*EXERCISE TASK*. Please update the data from the line containing "Indicate the castle" through the end, changing "house" to "cottage" and leaving everything else as it is. Return only those lines.

*DATA FOR PROCESSING*.

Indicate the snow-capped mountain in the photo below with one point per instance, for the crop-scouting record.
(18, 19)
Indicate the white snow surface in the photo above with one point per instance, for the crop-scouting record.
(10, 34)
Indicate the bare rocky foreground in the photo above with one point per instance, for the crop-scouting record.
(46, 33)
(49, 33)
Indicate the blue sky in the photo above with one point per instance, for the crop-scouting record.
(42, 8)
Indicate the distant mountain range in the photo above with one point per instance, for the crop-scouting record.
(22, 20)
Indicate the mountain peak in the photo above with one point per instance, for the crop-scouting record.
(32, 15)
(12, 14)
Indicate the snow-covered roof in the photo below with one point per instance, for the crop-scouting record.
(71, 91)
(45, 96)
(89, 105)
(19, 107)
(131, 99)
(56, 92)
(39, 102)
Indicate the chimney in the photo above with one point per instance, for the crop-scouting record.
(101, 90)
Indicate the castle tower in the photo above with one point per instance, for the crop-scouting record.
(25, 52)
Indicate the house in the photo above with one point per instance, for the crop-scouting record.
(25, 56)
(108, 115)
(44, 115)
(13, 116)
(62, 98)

*FINISHED EXERCISE*.
Indicate the castle tower in the photo above with one point per instance, for the crop-scouting record.
(25, 52)
Indicate the cottage in the photo above with one point per instance, for the crop-scouting record.
(25, 56)
(108, 115)
(44, 115)
(13, 116)
(62, 98)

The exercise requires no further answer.